▶ Lesetext:
--------------------------------------------------
Aus der Ferne beurteilt, könnte er gefährlich sein. Der Mann vor der Ruine mit der grimmigen Miene, dessen Haare sich noch wilder kräuseln als das Gestrüpp auf dem Gelände. Stacheldraht umschlingt ein schmuckloses Tor, bröckelnder Asphalt führt an einem Wachhaus ohne Wächter vorbei. Aus der Nähe wirkt Ben Green anders. Der Mund wirft Lachfalten ins Gesicht, die wachen, blauen Augen blicken freundlich in die Welt. Angekündigten Besuch empfängt der 47-Jährige eher selten, seit er ein verlassenes Kasernengelände in Sachsen, nahe der einst innerdeutschen Grenze kaufte. Ex-Soldaten kommen oft, um Erinnerungsrunden zu drehen. Für Green ist es das neue Zuhause. Sein Plan ist Selbstversorgung, sein Grund der Klimawandel.

Ein Jahr zuvor. Berlin, Zürich, Birmingham, ein Konzert von Beyoncé, Urlaub mit Meerblick, Eigentumswohnung, Schrebergarten. Das Leben von Ben Green wirkt auf seinem Instagramkanal @thepirateben auf bunte Weise bürgerlich gehoben. Erste Kasernenfotos postet der Brite im Januar 2019, bald welche von Kartoffeln, Bohnen, Erde, Werkzeug. Der Übergang vom Städter zum Aussteiger verläuft fließend, aber zielgerichtet. Ist Greens Geschichte die eines Workaholics, der plötzlich Moral und Grenzen entdeckt, einen Burn-out erleidet und fortan ein anders leben führen will?

Die Zivilisation ist schätzungsweise siebzig Mal so weit entfernt, wie menschliche Rufe hallen könnten. In einem Eimer vor der Eingangstür schmilzt eine Eisscholle vor sich hin. Nur zufälligerweise ein Sinnbild des Klimawandels, eigentlich der Rest einer frostigen Nacht. Green bittet auf einen Kaffee in sein Apartment, den einzigen Teil der einstigen Kaserne, den er bewohnt. Früher speisten hier Soldaten, heute Green. Bislang vor allem Kartoffeln.
--------------------------------------------------
▶ Bereitgestellte Daten:
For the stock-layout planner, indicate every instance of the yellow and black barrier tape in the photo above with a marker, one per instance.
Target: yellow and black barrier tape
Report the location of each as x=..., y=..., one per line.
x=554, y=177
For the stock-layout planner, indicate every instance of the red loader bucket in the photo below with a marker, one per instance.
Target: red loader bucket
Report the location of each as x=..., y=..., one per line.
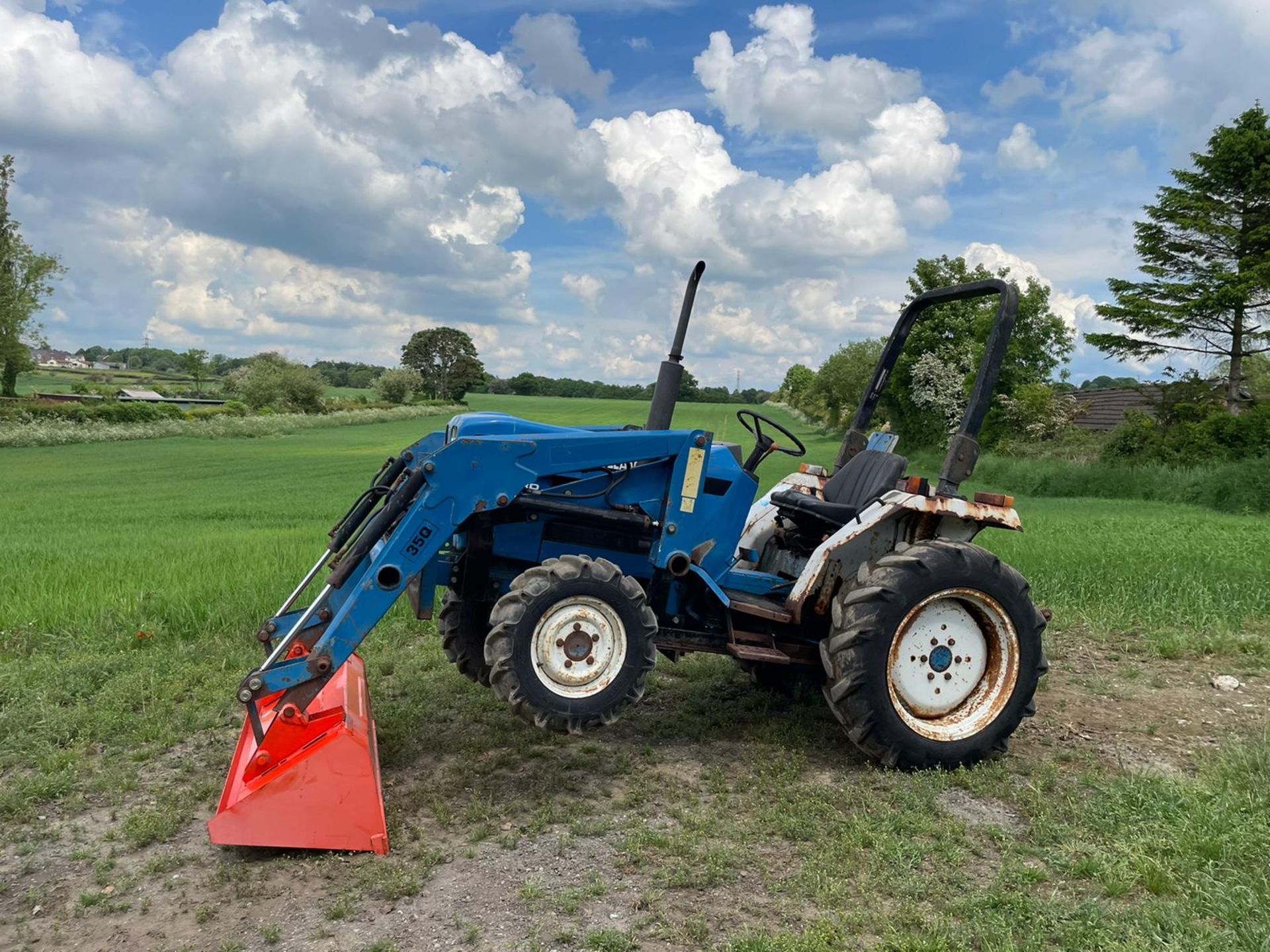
x=314, y=781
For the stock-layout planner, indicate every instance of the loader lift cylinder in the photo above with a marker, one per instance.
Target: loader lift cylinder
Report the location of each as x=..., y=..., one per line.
x=666, y=394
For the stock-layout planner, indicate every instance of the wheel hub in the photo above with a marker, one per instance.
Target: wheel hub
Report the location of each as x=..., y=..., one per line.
x=952, y=664
x=579, y=647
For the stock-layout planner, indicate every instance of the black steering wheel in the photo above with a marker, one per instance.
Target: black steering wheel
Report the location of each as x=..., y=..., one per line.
x=765, y=444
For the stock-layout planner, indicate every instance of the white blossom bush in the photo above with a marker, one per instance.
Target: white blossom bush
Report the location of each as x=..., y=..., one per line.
x=939, y=386
x=1037, y=413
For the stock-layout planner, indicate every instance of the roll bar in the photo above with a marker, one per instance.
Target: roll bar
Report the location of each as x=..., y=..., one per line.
x=666, y=394
x=963, y=447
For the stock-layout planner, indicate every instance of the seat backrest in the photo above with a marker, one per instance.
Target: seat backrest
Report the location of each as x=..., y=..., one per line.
x=868, y=475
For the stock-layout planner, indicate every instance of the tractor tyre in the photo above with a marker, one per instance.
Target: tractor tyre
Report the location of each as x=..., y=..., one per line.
x=571, y=644
x=462, y=625
x=934, y=655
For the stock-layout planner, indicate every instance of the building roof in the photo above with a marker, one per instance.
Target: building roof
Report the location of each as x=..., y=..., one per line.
x=140, y=395
x=1105, y=409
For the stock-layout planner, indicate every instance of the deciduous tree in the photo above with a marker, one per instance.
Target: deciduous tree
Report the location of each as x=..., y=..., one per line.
x=446, y=360
x=956, y=334
x=26, y=282
x=842, y=379
x=1206, y=255
x=194, y=364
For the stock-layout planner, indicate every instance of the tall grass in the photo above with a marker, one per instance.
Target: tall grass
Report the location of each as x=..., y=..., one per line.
x=1228, y=488
x=52, y=433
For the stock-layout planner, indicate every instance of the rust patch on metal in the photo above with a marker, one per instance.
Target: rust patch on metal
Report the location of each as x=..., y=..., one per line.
x=996, y=687
x=978, y=512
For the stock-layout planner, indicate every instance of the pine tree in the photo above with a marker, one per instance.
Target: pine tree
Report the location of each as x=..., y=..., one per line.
x=1206, y=252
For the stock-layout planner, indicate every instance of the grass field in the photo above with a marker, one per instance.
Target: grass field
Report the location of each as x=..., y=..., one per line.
x=1132, y=813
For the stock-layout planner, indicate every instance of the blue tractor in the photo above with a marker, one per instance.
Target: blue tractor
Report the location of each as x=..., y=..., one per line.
x=570, y=557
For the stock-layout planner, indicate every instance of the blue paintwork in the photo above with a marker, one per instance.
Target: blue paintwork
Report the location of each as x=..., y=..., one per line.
x=941, y=658
x=484, y=457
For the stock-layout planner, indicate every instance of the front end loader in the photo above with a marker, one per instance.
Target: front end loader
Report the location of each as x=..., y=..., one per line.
x=570, y=557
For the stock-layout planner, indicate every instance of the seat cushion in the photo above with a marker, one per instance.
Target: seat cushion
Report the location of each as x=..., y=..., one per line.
x=799, y=504
x=867, y=476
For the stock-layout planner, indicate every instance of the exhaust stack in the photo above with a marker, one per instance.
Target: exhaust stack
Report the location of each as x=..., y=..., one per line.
x=666, y=394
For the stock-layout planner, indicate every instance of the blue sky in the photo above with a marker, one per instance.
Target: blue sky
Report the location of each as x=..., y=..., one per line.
x=324, y=177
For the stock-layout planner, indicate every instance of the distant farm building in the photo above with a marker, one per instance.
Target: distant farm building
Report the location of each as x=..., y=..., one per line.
x=1105, y=409
x=45, y=357
x=149, y=397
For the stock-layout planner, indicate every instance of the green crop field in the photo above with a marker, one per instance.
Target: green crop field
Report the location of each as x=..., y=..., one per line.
x=1130, y=815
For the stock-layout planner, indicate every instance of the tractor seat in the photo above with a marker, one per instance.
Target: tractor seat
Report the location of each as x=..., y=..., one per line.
x=867, y=476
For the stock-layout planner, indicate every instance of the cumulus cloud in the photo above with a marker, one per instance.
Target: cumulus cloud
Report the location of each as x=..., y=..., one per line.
x=1021, y=153
x=1171, y=63
x=1076, y=310
x=586, y=287
x=1014, y=85
x=549, y=46
x=683, y=196
x=777, y=84
x=310, y=177
x=851, y=107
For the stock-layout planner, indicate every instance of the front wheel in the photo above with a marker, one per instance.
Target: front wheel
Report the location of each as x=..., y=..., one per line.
x=571, y=644
x=935, y=656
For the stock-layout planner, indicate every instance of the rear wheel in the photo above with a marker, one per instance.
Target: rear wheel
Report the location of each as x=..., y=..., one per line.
x=571, y=644
x=935, y=656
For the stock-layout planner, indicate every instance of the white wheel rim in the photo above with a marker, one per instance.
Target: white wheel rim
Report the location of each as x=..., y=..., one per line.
x=579, y=647
x=954, y=663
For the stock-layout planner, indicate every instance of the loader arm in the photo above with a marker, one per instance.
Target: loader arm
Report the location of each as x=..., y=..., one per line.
x=441, y=488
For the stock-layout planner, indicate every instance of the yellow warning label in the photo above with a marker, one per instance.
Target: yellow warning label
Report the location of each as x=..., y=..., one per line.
x=693, y=479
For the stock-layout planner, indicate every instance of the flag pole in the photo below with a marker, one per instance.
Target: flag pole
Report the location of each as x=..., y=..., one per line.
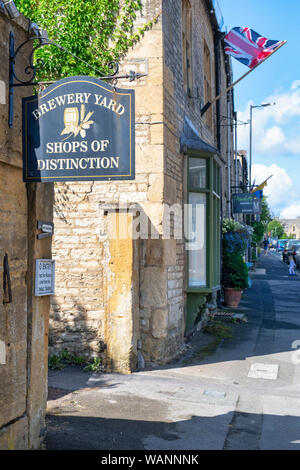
x=209, y=103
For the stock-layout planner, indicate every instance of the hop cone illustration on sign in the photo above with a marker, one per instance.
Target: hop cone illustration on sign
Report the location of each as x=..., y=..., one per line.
x=72, y=124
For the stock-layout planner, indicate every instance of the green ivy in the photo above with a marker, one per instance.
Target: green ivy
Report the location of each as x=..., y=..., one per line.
x=96, y=31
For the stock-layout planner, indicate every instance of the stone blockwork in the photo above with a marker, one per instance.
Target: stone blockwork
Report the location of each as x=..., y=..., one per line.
x=81, y=245
x=23, y=321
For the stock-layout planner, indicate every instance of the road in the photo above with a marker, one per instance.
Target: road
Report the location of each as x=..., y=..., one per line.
--------------------------------------------------
▶ Schriftliche Aufgaben:
1. Was steht im Text über Ben Green?
(a) Wie alt ist Ben Green?
(b) Wann postet er die ersten Kasernenfotos?
(c) Was schmilzt im Eimer vor der Eingangstür?
2. Setze den Text über Ben Green nach seinem letzten Satz fort.

▶ Lösungen:
1.
(a) Er ist 47 Jahre alt.
(b) Im Januar 2019.
(c) Eine Eisscholle.

2.
Verbogene Fenster mit rissigem Lack reihen sich entlang der viereinhalb Meter hohen Front, milchig-trübes Licht beleuchtet Muster-Teppiche, Umzugskartons, Bücherstapel. „Ich habe eine sehr gute Idee davon, wie jedes Stück auf dem Gelände aussehen soll“, sagt Green, der britische Akzent begleitet seine Worte. „Das dauert zehn Jahre. Aber es ist ja auch mein Lebensprojekt.“ Aus selbst gefällten Bäumen will er eine Veranda bauen, eine Sauna, bald das Dixi-Klo mit einem Bad ersetzen.

Würden ein Loft und die Besenkammer eines Piratenschiffs sich paaren, es käme dieser Saal heraus. Gemälde zieren die Wände, ein weißer Flügel mit einem Stapel Weihnachtslieder-Noten prangt in der Mitte, eine rote Chaiselongue vor dem Fenster. Dazwischen Unrat, Krümel und Staub. Neben dem Ofen lagern Stücke zersägter Paletten, wenigstens in einer Ecke will Green es etwas wärmer haben. Löcher in Böden und Fenstern erschweren das Heizen.

Von den 1970ern bis zur Wende diente auf dem Gelände eine Grenzkompanie, später wurde daraus ein Heim für Geflüchtete. Seit 2009 gehört es Privateigentümern.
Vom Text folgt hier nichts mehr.